Can you quote the lines below exactly, starting at the line with "Task: put a point on every instance of the drainpipe" and going through the last one?

* start *

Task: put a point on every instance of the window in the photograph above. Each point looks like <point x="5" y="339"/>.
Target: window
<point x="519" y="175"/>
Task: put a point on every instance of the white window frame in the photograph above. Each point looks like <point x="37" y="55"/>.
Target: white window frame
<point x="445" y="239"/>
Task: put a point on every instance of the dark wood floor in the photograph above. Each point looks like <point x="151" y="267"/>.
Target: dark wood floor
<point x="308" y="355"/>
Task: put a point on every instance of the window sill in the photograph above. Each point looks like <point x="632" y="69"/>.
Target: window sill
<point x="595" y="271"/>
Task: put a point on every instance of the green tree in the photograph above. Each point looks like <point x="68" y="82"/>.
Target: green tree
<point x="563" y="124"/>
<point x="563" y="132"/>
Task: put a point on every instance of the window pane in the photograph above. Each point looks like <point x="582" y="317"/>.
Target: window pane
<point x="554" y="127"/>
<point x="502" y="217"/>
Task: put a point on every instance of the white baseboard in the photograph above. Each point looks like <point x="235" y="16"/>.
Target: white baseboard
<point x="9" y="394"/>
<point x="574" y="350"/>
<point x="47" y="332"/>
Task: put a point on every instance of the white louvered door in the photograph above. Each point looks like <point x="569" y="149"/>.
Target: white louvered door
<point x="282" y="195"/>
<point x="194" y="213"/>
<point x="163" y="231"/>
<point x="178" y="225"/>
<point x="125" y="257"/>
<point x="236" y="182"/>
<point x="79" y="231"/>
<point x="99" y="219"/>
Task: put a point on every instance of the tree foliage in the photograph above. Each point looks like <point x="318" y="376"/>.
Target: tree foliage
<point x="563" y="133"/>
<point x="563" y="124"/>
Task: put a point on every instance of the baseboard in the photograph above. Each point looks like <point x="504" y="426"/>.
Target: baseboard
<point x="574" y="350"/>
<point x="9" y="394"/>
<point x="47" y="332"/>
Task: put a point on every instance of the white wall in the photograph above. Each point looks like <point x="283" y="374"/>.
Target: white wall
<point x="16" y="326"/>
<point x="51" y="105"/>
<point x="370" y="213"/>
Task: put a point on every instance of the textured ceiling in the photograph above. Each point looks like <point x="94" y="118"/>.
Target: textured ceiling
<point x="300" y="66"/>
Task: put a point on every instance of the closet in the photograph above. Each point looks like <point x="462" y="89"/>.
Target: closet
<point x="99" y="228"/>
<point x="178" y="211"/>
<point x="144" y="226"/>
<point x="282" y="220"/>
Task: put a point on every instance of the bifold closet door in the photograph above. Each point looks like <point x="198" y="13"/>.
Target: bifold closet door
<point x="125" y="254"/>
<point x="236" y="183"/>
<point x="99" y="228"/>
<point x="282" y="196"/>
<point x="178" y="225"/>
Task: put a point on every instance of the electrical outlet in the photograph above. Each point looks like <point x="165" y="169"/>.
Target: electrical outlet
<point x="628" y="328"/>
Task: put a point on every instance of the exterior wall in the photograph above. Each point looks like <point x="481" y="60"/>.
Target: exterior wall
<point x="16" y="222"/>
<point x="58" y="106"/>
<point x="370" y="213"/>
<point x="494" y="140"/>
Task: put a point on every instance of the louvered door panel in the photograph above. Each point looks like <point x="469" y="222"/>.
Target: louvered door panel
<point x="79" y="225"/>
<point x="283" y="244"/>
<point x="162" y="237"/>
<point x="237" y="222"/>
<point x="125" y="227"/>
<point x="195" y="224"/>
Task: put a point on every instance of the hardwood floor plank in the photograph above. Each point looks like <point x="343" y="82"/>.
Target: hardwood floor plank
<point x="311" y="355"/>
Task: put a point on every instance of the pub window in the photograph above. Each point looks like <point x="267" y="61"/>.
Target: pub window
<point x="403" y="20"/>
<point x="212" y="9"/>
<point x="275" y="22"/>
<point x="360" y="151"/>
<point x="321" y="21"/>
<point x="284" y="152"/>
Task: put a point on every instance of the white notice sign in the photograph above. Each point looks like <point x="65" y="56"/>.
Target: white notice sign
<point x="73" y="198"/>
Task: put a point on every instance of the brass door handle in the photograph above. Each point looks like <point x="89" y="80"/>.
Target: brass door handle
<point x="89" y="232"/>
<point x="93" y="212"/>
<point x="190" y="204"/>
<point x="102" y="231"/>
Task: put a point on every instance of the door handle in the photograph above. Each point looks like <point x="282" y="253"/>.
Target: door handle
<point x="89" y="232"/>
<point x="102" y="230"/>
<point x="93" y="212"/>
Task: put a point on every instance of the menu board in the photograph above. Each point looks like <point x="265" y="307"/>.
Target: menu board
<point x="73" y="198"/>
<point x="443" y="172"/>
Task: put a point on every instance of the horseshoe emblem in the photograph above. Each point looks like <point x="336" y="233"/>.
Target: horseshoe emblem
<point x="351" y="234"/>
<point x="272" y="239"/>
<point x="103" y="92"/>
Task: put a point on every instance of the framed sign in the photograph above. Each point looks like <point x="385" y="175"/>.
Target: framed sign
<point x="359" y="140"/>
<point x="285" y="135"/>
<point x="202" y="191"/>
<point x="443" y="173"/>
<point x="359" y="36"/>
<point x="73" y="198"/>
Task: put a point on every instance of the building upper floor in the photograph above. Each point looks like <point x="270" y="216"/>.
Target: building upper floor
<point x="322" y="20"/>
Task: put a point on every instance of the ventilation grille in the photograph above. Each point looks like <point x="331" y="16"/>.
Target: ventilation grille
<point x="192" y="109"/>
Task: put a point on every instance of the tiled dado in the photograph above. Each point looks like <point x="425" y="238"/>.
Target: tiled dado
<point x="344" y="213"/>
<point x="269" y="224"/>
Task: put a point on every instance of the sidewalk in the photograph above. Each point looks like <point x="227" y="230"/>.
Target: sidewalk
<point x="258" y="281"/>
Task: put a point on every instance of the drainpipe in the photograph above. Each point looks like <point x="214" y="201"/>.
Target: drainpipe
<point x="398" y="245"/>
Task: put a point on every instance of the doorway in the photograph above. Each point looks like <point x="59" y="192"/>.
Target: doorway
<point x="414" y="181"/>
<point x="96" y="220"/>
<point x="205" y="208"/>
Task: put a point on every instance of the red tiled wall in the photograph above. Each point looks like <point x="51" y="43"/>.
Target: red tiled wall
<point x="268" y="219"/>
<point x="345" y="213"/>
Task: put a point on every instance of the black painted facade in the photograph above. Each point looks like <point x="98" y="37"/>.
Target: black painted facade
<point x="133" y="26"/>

* end *

(In response):
Task: put a point on every instance of the drainpipe in the photograph above. Each point looks like <point x="214" y="201"/>.
Target: drainpipe
<point x="398" y="245"/>
Task: put a point on every instance of the doorway in the photograph above. Each point looks like <point x="59" y="192"/>.
Target: doorway
<point x="414" y="181"/>
<point x="96" y="220"/>
<point x="205" y="208"/>
Task: put a point on every instance of the red tiled wall in the photograph above. Each point looks like <point x="51" y="43"/>.
Target: red tiled wall
<point x="268" y="219"/>
<point x="345" y="213"/>
Task: put a point on every instance of the black painted facade in the photograph above. Each point looks like <point x="98" y="37"/>.
Target: black painted facade
<point x="133" y="26"/>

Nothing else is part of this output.